EXCERPT:
Although not expressly made clear by the rule, the defendant's participation in the conspiracy is required because the rationale of the five exceptions to the rule against hearsay contained in Md. Rule 5-803(a) is rooted, with varying degrees of reliability, in principles of agency. See Terrell v. State, 34 Md. App. 418, 425 (1977) ("[A] conspirator is, in effect, the agent of each of the other co-conspirators during the life of the conspiracy. As such, any statement made or act done by him in furtherance of the general plan and during the life of the conspiracy is admissible against his associates and such declarations may be testified to by third parties as an exception to the hearsay rule."); but see Joseph H. Levie, Hearsay and Conspiracy: A reexamination of the Co-Conspirators' Exception to the Hearsay Rule, 52 Mich. L. Rev. 1159, 1165-66 (1954) (arguing that the agency comparison has grown increasingly inappropriate due to the substantial expansion of the substantive law of conspiracy which undermines the proposition that a coconspirator is an agent of the conspiracy). Regardless of the strength of the rationale for these rules, the exceptions contained in Md. Rule 5-803(a) are admissible because the statement can, theoretically, be attributed to the opposing party. Consequently, a conspiracy between Hammond and Thompson is insufficient to admit the statement in question. Rather, Carter and Thompson must be found to be coconspirators.

The trial judge's preliminary finding that there was a conspiracy must be supported by sufficient evidence, independent of the declaration in question. Indeed:

"[W]hen the State seeks to use statements against a co-conspirator made by another co-conspirator to a third party, it must first demonstrate, through evidence aliunde, the existence of a conspiracy, but the testimony of one conspirator is admissible against a co-conspirator without the necessity of establish through an independent source the existence of the conspiracy."

INFORMATION SUPPLIED:
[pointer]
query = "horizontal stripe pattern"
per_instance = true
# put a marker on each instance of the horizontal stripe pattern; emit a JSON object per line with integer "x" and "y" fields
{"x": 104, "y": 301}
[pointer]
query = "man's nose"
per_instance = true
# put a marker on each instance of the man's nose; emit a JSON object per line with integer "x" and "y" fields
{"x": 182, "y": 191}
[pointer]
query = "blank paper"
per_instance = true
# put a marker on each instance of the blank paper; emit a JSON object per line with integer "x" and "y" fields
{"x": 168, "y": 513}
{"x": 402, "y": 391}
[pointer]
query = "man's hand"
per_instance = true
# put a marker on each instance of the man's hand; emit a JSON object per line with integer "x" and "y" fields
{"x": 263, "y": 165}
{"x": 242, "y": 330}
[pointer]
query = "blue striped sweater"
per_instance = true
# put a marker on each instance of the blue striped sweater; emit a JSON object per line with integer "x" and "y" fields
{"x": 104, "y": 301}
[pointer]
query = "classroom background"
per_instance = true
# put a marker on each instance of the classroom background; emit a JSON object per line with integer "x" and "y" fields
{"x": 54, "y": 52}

WHAT IS REQUIRED: Summarize the excerpt on co-conspirator statements in three sentences. The data come from a source separate from the excerpt on co-conspirator statements.

COMPLETE ANSWER: The defendant's participation in the conspiracy is required because the rationale of the five hearsay exceptions in Md. Rule 5-803(a) is rooted in agency principles. Terrell v. State supports that rationale, while an article by Joseph H. Levie challenges it. Because these exceptions apply when a statement can theoretically be attributed to the opposing party, a conspiracy between Hammond and Thompson is insufficient, and Carter and Thompson must be found to be coconspirators, a preliminary finding that must rest on sufficient evidence independent of the declaration in question.